▶ [TASK DESCRIPTION]: Gather every line of the listing below that contains the word "jacket", and copy each of those lines without changes.

(Excerpts from a pointing dataset)
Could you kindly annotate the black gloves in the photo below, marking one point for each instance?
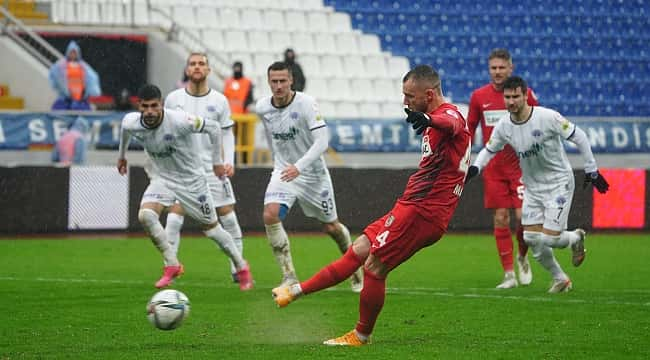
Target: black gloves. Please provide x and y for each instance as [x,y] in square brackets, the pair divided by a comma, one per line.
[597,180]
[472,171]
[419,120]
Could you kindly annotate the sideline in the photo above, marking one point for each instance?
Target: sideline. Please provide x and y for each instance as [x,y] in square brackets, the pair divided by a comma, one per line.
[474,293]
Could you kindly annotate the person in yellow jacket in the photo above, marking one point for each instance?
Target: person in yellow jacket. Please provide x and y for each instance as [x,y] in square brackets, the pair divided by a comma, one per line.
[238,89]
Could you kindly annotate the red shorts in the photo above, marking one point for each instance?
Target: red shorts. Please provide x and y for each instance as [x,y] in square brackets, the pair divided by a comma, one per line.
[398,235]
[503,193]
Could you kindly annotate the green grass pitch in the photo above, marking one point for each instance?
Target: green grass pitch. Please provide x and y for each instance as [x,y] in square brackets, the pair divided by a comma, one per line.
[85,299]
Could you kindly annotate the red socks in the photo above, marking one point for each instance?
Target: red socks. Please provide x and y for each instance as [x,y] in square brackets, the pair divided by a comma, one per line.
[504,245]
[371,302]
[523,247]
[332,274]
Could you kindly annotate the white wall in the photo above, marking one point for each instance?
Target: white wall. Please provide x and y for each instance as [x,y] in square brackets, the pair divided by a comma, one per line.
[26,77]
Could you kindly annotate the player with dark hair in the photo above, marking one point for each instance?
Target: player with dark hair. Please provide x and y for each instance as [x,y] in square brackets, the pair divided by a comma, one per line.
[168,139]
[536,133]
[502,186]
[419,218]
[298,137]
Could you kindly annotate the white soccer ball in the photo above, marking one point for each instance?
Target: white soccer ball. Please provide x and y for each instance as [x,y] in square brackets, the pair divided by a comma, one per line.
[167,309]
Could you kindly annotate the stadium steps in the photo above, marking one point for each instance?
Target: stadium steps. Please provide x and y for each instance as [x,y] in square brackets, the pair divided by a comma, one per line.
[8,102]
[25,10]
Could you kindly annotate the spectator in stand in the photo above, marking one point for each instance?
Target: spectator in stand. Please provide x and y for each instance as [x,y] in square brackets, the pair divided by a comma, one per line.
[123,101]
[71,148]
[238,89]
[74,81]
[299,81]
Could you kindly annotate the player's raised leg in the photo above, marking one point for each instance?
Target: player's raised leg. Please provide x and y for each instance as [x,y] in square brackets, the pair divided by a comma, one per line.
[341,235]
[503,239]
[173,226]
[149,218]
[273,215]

* * *

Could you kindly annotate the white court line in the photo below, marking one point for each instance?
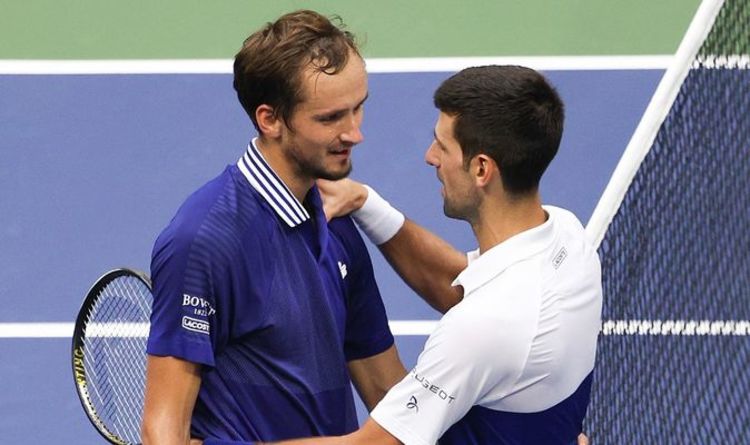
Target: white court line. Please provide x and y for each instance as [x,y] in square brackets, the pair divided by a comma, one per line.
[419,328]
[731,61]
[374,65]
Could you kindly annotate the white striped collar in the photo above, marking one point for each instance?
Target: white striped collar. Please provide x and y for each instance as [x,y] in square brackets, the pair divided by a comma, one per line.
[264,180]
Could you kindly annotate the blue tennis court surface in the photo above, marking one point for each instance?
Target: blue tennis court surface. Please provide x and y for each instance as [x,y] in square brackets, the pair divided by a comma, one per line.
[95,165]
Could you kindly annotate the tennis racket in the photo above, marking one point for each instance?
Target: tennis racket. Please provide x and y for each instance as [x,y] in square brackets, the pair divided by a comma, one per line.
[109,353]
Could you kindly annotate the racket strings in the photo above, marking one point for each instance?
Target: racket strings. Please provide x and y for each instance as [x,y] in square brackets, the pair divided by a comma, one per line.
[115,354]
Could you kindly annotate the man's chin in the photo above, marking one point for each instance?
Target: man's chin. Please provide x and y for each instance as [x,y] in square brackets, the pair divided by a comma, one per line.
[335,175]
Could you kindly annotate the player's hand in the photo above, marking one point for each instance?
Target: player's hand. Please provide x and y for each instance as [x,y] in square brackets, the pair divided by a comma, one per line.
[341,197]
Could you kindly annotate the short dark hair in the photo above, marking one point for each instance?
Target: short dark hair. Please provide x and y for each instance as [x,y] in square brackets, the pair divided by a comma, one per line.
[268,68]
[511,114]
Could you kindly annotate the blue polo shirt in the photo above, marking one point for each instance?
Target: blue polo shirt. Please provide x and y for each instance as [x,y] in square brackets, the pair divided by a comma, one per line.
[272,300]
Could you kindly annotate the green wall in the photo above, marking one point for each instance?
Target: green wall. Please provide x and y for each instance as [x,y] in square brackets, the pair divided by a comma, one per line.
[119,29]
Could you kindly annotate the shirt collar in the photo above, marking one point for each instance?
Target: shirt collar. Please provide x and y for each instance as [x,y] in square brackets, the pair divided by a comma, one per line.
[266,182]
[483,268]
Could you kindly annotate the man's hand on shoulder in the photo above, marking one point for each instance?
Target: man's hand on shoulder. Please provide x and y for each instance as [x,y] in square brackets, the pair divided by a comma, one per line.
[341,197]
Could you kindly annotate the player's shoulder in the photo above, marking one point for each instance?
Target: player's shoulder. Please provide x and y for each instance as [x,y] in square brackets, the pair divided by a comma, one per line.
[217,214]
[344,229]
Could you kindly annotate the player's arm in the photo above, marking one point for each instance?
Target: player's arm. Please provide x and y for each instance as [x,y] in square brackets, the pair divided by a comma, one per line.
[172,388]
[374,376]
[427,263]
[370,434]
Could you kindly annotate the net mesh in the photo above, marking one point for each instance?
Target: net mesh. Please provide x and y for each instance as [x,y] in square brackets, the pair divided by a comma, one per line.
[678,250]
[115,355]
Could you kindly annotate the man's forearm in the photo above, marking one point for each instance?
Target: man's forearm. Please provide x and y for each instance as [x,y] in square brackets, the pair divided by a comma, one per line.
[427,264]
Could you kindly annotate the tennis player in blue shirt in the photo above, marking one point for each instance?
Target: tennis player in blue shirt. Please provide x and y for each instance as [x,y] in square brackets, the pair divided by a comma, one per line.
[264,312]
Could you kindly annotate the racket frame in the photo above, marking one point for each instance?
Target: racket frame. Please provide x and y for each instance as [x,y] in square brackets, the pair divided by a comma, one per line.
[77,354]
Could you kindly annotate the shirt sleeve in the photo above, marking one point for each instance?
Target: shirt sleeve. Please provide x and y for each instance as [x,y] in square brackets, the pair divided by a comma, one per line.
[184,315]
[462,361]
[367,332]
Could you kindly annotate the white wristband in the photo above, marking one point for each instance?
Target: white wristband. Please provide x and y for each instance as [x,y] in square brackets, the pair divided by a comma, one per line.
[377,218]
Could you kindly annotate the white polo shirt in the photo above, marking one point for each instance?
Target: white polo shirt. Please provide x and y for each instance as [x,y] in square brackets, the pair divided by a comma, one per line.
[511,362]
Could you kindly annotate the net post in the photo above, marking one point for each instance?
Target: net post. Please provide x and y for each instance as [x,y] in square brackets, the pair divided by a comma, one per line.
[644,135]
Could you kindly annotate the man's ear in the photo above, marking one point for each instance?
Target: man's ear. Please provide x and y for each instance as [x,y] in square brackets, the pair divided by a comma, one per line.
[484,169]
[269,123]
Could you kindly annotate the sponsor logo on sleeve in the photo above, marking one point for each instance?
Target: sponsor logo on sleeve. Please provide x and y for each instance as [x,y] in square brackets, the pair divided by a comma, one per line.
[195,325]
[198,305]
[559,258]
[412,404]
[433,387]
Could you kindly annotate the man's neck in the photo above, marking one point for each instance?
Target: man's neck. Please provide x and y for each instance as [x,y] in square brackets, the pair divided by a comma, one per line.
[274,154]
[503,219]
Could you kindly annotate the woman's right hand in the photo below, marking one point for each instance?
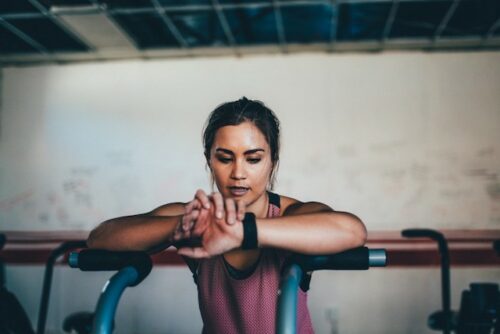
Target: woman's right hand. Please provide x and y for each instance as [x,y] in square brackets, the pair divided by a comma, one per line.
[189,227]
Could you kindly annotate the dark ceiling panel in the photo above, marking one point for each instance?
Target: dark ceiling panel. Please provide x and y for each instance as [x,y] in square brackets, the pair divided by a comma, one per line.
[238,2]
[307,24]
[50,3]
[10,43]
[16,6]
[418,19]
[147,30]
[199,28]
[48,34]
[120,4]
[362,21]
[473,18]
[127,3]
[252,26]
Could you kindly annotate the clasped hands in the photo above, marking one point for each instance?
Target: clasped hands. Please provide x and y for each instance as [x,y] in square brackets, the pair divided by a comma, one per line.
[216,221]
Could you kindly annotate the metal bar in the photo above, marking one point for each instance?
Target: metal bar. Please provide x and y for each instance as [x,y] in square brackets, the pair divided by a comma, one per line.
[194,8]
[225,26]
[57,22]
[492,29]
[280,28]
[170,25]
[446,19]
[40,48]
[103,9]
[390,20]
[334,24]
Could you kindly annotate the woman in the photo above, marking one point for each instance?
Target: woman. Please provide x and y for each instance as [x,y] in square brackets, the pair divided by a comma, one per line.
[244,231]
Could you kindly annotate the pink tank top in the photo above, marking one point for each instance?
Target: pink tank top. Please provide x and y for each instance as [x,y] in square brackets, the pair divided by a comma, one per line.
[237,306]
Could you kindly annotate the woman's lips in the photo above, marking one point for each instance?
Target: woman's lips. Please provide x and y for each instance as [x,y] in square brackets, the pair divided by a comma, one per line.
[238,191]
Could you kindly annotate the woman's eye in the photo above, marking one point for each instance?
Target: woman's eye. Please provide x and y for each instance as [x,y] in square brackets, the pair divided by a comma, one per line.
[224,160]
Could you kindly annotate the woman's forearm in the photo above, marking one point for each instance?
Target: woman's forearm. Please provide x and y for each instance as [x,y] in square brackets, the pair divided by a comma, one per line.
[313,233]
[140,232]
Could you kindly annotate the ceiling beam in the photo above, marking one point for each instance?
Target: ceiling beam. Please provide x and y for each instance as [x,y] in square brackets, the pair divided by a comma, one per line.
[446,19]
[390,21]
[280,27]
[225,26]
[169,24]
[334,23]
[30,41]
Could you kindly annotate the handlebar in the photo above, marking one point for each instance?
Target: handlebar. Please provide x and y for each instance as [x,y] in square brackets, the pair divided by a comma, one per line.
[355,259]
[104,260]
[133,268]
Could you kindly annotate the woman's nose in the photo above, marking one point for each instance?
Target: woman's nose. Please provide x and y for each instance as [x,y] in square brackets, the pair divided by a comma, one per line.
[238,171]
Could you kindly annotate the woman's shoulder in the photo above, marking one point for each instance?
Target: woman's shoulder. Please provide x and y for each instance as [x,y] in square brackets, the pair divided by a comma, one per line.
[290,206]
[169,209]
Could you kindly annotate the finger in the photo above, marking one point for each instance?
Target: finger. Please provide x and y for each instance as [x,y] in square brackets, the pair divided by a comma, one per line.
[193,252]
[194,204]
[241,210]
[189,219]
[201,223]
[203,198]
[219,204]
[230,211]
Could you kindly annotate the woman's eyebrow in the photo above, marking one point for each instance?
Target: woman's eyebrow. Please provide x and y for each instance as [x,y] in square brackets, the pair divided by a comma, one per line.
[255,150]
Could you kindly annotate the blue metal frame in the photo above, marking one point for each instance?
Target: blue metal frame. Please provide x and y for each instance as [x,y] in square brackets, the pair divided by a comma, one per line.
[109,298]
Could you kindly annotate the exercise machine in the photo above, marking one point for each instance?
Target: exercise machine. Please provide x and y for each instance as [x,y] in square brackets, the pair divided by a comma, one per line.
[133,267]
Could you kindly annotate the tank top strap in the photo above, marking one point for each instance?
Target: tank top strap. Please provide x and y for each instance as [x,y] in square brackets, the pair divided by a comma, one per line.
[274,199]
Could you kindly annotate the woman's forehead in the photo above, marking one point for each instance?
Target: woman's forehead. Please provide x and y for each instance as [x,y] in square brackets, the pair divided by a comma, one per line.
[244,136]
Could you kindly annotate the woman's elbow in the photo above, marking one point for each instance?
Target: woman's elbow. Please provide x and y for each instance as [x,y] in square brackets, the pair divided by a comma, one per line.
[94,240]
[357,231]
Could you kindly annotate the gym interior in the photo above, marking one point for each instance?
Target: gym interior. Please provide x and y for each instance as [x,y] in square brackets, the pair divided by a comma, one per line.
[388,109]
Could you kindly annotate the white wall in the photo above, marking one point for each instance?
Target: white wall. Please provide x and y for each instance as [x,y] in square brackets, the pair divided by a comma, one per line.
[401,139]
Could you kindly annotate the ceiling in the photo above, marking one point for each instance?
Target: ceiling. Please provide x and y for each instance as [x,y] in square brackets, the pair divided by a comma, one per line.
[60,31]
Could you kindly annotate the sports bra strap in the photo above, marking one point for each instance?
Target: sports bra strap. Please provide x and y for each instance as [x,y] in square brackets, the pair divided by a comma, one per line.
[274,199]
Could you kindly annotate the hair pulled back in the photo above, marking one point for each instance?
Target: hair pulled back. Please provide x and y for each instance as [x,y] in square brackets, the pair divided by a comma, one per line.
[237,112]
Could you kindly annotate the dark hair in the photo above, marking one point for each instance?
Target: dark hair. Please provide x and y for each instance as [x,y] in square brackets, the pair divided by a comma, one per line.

...

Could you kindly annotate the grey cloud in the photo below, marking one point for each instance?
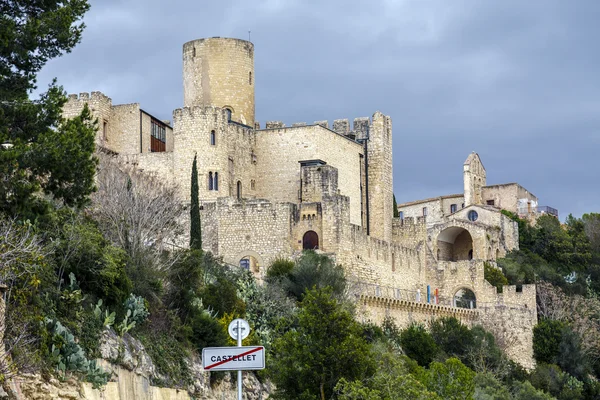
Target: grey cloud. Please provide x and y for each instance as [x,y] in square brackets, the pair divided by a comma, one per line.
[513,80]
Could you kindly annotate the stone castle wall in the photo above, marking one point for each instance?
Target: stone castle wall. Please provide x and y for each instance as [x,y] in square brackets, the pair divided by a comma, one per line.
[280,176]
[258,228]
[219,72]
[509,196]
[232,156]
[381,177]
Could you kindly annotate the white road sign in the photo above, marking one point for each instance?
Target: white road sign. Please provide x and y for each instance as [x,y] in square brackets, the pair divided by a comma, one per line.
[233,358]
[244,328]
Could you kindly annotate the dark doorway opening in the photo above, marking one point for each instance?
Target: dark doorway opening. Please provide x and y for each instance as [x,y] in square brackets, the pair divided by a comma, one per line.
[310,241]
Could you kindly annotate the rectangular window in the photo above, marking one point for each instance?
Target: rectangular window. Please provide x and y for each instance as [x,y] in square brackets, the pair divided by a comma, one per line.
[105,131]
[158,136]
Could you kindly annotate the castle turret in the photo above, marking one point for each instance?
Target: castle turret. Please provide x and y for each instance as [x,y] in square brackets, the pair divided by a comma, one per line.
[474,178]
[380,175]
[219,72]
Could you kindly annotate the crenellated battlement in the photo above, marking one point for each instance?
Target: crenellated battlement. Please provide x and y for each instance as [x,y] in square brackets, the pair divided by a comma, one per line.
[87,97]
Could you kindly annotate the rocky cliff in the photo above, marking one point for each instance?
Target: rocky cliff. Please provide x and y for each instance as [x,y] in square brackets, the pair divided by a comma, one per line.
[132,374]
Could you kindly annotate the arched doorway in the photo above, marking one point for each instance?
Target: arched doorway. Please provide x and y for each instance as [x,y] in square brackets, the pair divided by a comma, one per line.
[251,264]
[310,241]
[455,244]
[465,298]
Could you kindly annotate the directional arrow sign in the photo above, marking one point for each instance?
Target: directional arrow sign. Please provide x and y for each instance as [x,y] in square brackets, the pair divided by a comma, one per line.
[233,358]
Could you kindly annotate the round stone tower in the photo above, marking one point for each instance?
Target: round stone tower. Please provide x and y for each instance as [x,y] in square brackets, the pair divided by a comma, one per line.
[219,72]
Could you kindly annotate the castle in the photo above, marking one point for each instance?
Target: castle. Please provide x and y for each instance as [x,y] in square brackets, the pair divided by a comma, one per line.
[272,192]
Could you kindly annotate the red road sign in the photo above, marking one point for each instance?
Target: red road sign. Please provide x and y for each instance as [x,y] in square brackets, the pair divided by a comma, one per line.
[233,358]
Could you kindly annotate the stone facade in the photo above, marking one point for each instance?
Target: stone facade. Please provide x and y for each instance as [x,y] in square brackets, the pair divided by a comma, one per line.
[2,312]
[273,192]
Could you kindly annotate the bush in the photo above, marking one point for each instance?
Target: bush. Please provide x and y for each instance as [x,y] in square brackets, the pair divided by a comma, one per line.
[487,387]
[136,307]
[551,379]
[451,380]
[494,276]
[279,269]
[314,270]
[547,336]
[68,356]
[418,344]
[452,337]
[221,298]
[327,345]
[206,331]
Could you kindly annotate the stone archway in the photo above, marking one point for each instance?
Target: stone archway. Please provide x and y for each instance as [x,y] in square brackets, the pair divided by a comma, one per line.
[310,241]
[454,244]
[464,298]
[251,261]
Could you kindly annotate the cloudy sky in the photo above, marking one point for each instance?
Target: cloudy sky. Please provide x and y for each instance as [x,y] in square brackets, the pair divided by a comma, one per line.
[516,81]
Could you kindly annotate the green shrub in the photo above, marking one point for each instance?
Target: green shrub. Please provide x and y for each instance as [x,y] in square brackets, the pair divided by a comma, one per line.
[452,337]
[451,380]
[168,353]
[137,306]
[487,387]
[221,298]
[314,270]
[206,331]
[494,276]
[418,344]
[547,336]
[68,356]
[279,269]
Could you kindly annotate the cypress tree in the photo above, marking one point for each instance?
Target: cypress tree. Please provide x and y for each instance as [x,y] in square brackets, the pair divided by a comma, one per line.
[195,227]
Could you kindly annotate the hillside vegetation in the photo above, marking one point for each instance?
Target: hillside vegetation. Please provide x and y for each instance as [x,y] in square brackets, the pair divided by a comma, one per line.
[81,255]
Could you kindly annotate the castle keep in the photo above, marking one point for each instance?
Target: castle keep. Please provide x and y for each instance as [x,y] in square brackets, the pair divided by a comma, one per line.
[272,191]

▶ [COMPLETED EXERCISE]:
Could you kindly annotate the person in yellow jacket in the photo above, marking one point for each instance?
Target: person in yellow jacket. Please provide x and y for each instance as [x,y] in square brackets, the pair divided by a comma, one per line.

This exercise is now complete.